PROBLEM TO SOLVE ::
Copy every entry below word for word, leaving out the pictures.
··· DATA IN THIS EXERCISE ···
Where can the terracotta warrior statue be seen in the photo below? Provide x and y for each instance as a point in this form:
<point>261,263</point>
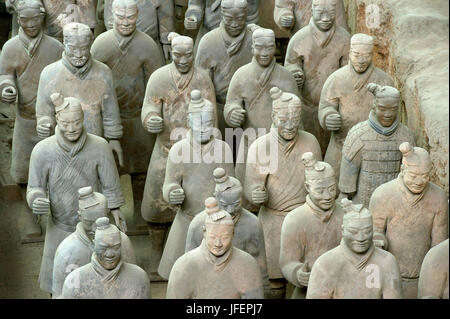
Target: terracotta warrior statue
<point>108,275</point>
<point>225,49</point>
<point>275,182</point>
<point>22,60</point>
<point>292,15</point>
<point>248,233</point>
<point>156,19</point>
<point>80,76</point>
<point>59,166</point>
<point>190,164</point>
<point>216,269</point>
<point>433,280</point>
<point>356,269</point>
<point>248,103</point>
<point>165,110</point>
<point>132,56</point>
<point>311,229</point>
<point>370,156</point>
<point>76,250</point>
<point>344,100</point>
<point>321,48</point>
<point>410,215</point>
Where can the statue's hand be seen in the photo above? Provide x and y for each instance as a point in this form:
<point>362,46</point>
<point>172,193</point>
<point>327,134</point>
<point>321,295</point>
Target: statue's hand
<point>333,122</point>
<point>154,124</point>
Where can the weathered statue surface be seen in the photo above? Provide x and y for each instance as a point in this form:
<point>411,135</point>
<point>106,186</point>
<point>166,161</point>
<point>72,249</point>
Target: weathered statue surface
<point>216,269</point>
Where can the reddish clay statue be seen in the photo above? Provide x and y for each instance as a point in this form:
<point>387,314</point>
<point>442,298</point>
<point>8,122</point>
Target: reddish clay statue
<point>344,100</point>
<point>275,182</point>
<point>108,275</point>
<point>370,156</point>
<point>216,269</point>
<point>311,229</point>
<point>76,250</point>
<point>59,166</point>
<point>410,215</point>
<point>312,56</point>
<point>190,164</point>
<point>356,269</point>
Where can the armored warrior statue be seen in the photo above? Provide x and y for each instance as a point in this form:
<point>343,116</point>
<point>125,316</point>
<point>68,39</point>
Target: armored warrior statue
<point>276,183</point>
<point>216,269</point>
<point>76,250</point>
<point>107,276</point>
<point>311,229</point>
<point>164,113</point>
<point>344,100</point>
<point>370,156</point>
<point>356,269</point>
<point>59,166</point>
<point>410,215</point>
<point>190,164</point>
<point>313,54</point>
<point>22,60</point>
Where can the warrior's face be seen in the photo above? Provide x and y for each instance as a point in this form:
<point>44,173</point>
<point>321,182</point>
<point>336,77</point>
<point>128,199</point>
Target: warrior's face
<point>416,177</point>
<point>70,123</point>
<point>125,18</point>
<point>361,57</point>
<point>218,238</point>
<point>108,250</point>
<point>30,20</point>
<point>322,192</point>
<point>357,234</point>
<point>234,20</point>
<point>324,14</point>
<point>264,50</point>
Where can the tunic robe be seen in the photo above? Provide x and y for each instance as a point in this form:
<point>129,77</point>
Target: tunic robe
<point>411,224</point>
<point>60,170</point>
<point>76,251</point>
<point>301,10</point>
<point>21,62</point>
<point>132,60</point>
<point>248,236</point>
<point>342,274</point>
<point>316,55</point>
<point>306,234</point>
<point>168,95</point>
<point>92,281</point>
<point>92,85</point>
<point>200,275</point>
<point>370,159</point>
<point>191,168</point>
<point>284,185</point>
<point>345,93</point>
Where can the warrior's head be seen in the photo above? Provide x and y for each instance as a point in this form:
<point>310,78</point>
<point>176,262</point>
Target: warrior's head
<point>219,228</point>
<point>416,167</point>
<point>125,14</point>
<point>320,181</point>
<point>78,39</point>
<point>201,118</point>
<point>91,206</point>
<point>357,227</point>
<point>286,108</point>
<point>324,14</point>
<point>263,46</point>
<point>361,52</point>
<point>107,244</point>
<point>30,16</point>
<point>234,16</point>
<point>182,52</point>
<point>385,103</point>
<point>228,192</point>
<point>69,116</point>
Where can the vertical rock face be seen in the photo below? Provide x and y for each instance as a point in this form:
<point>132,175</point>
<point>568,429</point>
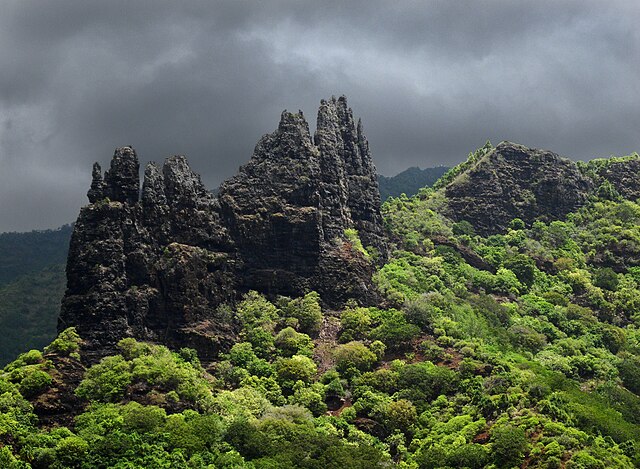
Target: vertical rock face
<point>157,265</point>
<point>288,208</point>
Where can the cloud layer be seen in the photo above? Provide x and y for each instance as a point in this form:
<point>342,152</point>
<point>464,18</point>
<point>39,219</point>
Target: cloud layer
<point>431,81</point>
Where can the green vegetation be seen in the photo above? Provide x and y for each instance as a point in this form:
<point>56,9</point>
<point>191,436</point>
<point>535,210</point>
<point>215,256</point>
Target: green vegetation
<point>409,181</point>
<point>32,283</point>
<point>29,308</point>
<point>519,349</point>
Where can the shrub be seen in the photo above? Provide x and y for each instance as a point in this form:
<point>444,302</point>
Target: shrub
<point>106,381</point>
<point>67,342</point>
<point>353,355</point>
<point>308,313</point>
<point>296,368</point>
<point>289,343</point>
<point>34,383</point>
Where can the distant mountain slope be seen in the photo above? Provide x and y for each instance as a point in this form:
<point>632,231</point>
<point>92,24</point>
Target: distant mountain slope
<point>409,181</point>
<point>29,309</point>
<point>32,283</point>
<point>23,253</point>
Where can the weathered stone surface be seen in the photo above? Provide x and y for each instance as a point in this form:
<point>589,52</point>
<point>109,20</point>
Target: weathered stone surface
<point>158,265</point>
<point>624,176</point>
<point>514,181</point>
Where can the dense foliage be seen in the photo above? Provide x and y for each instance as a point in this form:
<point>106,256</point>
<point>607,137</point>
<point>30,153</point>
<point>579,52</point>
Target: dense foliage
<point>26,253</point>
<point>29,308</point>
<point>409,181</point>
<point>32,283</point>
<point>517,350</point>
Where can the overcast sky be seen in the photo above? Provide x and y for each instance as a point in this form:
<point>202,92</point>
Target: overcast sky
<point>431,80</point>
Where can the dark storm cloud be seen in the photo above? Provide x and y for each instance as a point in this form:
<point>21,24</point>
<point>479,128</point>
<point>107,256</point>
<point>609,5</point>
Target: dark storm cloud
<point>431,80</point>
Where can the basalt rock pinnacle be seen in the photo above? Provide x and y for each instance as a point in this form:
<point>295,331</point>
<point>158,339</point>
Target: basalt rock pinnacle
<point>158,264</point>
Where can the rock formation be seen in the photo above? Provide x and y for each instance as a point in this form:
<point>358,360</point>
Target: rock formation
<point>513,181</point>
<point>160,265</point>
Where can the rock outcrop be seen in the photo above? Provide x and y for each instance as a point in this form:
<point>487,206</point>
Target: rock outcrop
<point>621,172</point>
<point>159,264</point>
<point>513,181</point>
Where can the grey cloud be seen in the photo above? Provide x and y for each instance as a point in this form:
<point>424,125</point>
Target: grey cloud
<point>431,81</point>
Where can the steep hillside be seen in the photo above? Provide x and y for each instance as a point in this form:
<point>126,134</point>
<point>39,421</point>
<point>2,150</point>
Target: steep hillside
<point>485,329</point>
<point>24,253</point>
<point>409,181</point>
<point>161,264</point>
<point>31,287</point>
<point>29,309</point>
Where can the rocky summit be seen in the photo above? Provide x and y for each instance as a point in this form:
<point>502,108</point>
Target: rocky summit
<point>161,263</point>
<point>513,181</point>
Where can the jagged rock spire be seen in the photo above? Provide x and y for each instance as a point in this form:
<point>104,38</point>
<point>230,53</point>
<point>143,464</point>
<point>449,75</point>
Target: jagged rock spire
<point>96,192</point>
<point>122,180</point>
<point>158,266</point>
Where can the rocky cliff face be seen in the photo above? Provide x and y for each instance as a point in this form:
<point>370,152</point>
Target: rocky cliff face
<point>158,265</point>
<point>513,181</point>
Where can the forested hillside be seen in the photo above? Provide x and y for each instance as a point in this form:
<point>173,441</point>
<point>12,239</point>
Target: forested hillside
<point>32,283</point>
<point>519,349</point>
<point>26,253</point>
<point>409,181</point>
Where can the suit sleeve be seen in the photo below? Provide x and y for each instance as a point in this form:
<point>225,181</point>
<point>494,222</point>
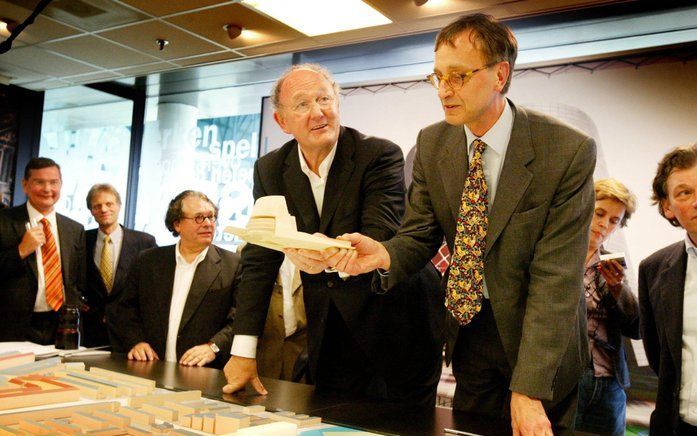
···
RESULT ::
Where can the terracotta warrior statue be seen in the photo below? Provide x and y for each instance as a point in this form:
<point>261,263</point>
Target: terracotta warrior statue
<point>108,275</point>
<point>225,49</point>
<point>275,182</point>
<point>22,60</point>
<point>292,15</point>
<point>248,233</point>
<point>156,19</point>
<point>80,76</point>
<point>59,166</point>
<point>190,164</point>
<point>216,269</point>
<point>433,280</point>
<point>356,269</point>
<point>248,103</point>
<point>165,110</point>
<point>132,56</point>
<point>311,229</point>
<point>370,156</point>
<point>76,250</point>
<point>344,100</point>
<point>321,48</point>
<point>410,215</point>
Where can the statue's hand be seen in the photo above? Provide x and y for each instance as a point in this form:
<point>362,46</point>
<point>172,193</point>
<point>327,134</point>
<point>321,295</point>
Target: statue's hand
<point>333,122</point>
<point>154,124</point>
Where can the weathered statue surface be seen in the photo above? Provide x and y for each instance as a point in this form:
<point>411,135</point>
<point>106,186</point>
<point>166,161</point>
<point>72,249</point>
Target: weathered statue surface
<point>216,269</point>
Where can the reddish clay statue be seen in the photo above? Provide x and y for each instance as a point in this form:
<point>387,314</point>
<point>442,298</point>
<point>8,122</point>
Target: reddish clay statue
<point>344,100</point>
<point>275,182</point>
<point>108,275</point>
<point>370,156</point>
<point>216,269</point>
<point>311,229</point>
<point>76,250</point>
<point>59,166</point>
<point>410,215</point>
<point>312,56</point>
<point>190,164</point>
<point>356,269</point>
Where can the armored warrior statue be seen in the photo above? Provide x and y for each instance as a point in this form:
<point>343,116</point>
<point>125,316</point>
<point>68,39</point>
Target: armored warrior statue
<point>276,183</point>
<point>216,269</point>
<point>76,250</point>
<point>107,276</point>
<point>311,229</point>
<point>164,113</point>
<point>344,100</point>
<point>370,156</point>
<point>356,269</point>
<point>59,166</point>
<point>410,215</point>
<point>190,164</point>
<point>313,54</point>
<point>22,60</point>
Where can the warrior's face be seen in the photo above? Provide x and y for each instance as a point in this form:
<point>44,173</point>
<point>321,182</point>
<point>336,77</point>
<point>128,199</point>
Target: warrior's face
<point>416,177</point>
<point>70,123</point>
<point>125,18</point>
<point>361,57</point>
<point>218,238</point>
<point>108,250</point>
<point>30,20</point>
<point>322,192</point>
<point>357,234</point>
<point>234,20</point>
<point>324,14</point>
<point>264,50</point>
Where can the tunic robe be seen in the photo above? Provide x and y for each instance as a point in this form:
<point>129,77</point>
Target: tunic robe
<point>411,224</point>
<point>60,170</point>
<point>76,251</point>
<point>301,10</point>
<point>21,62</point>
<point>132,60</point>
<point>248,236</point>
<point>342,274</point>
<point>316,55</point>
<point>306,234</point>
<point>168,95</point>
<point>92,281</point>
<point>92,85</point>
<point>200,275</point>
<point>370,159</point>
<point>191,168</point>
<point>284,185</point>
<point>345,93</point>
Where can the warrior's head be seen in the photo above? Provide x and y for each instance as a point in this form:
<point>310,78</point>
<point>176,262</point>
Target: warrior's head
<point>219,228</point>
<point>416,167</point>
<point>125,14</point>
<point>320,181</point>
<point>78,39</point>
<point>201,118</point>
<point>91,206</point>
<point>357,227</point>
<point>286,108</point>
<point>324,14</point>
<point>263,46</point>
<point>361,52</point>
<point>107,244</point>
<point>30,16</point>
<point>234,16</point>
<point>182,52</point>
<point>385,103</point>
<point>228,192</point>
<point>69,116</point>
Where can the vertical rock face be seen in the photo below? Provide x and y for each instance as a point in this form:
<point>132,175</point>
<point>568,429</point>
Target: vertical rock face
<point>157,265</point>
<point>288,208</point>
Where can the cloud layer be seen in the photo above? Provide x and y for each instance as a point in this form:
<point>342,152</point>
<point>464,18</point>
<point>39,219</point>
Target: cloud layer
<point>431,81</point>
Where can the green vegetation be seen in the photo above? Provide x and y for each instance as a point in this form:
<point>56,9</point>
<point>191,436</point>
<point>535,210</point>
<point>215,256</point>
Target: green vegetation
<point>409,181</point>
<point>32,283</point>
<point>29,308</point>
<point>519,349</point>
Where can the shrub be seen in the photo above? Provide x and y for each instance as a point in this form:
<point>444,302</point>
Target: shrub
<point>106,381</point>
<point>67,342</point>
<point>353,355</point>
<point>308,313</point>
<point>296,368</point>
<point>289,343</point>
<point>34,383</point>
Where can the distant mountain slope be seen in the photo above? Provide x and y for each instance as a point in this form:
<point>632,231</point>
<point>92,24</point>
Target: distant mountain slope
<point>409,181</point>
<point>29,309</point>
<point>32,283</point>
<point>23,253</point>
Where can the weathered stone surface be seen in the photo above? Provide x and y for each instance as a point in this form:
<point>589,52</point>
<point>109,20</point>
Target: weathered stone surface
<point>158,265</point>
<point>624,176</point>
<point>514,181</point>
Where can the dense foliage be seen in the photo above? Provide x and y for each instance as a point in this form:
<point>106,256</point>
<point>607,137</point>
<point>30,153</point>
<point>579,52</point>
Target: dense foliage
<point>26,253</point>
<point>29,308</point>
<point>409,181</point>
<point>32,283</point>
<point>517,350</point>
Where can the overcast sky be seen in the photo above? Provide x and y for each instance as a point in this form:
<point>202,92</point>
Target: overcast sky
<point>431,80</point>
Where can the dark storm cloud be seen in the photo above? Provide x and y for each instance as a point in this form:
<point>21,24</point>
<point>479,128</point>
<point>107,256</point>
<point>609,5</point>
Target: dark storm cloud
<point>431,80</point>
Where can the basalt rock pinnacle be seen in the photo above? Provide x and y for each instance as a point in this form:
<point>295,331</point>
<point>158,339</point>
Target: basalt rock pinnacle
<point>158,264</point>
Where can the rock formation be seen in the photo above? Provide x and y for each instance as a point in this form:
<point>358,360</point>
Target: rock formation
<point>513,181</point>
<point>160,265</point>
Where can the rock outcrop be seen in the photo above? Provide x and y for each instance as a point in this form:
<point>487,206</point>
Target: rock outcrop
<point>621,172</point>
<point>159,264</point>
<point>513,181</point>
Where can the grey cloud be seen in the photo above? Provide x and y for each instance as a point in this form:
<point>424,125</point>
Target: grey cloud
<point>431,81</point>
Where can the steep hillside be seen in the photo above? Provide x and y for each instance as a point in this form:
<point>126,134</point>
<point>39,421</point>
<point>2,150</point>
Target: steep hillside
<point>485,329</point>
<point>24,253</point>
<point>409,181</point>
<point>161,264</point>
<point>31,287</point>
<point>29,309</point>
Where can the rocky summit be seen in the photo above? Provide x and y for each instance as a point in this form:
<point>502,108</point>
Target: rocky summit
<point>161,263</point>
<point>513,181</point>
Where can the jagged rock spire be seen in the photo above? Provide x and y for each instance as a point in this form:
<point>104,38</point>
<point>230,53</point>
<point>143,464</point>
<point>449,75</point>
Target: jagged rock spire
<point>96,192</point>
<point>122,180</point>
<point>158,266</point>
Where can the rocky cliff face be seen in the photo above? Provide x and y for each instance as a point in this form:
<point>370,152</point>
Target: rocky cliff face
<point>158,265</point>
<point>513,181</point>
Where can the forested hillside be seen in the photo above? Provide x and y for each instance as a point in this form:
<point>173,441</point>
<point>12,239</point>
Target: forested hillside
<point>32,283</point>
<point>519,349</point>
<point>26,253</point>
<point>409,181</point>
Where can the suit sleeve be seen in the photo below? Provide x and y for each instance as a point in this form:
<point>225,181</point>
<point>494,222</point>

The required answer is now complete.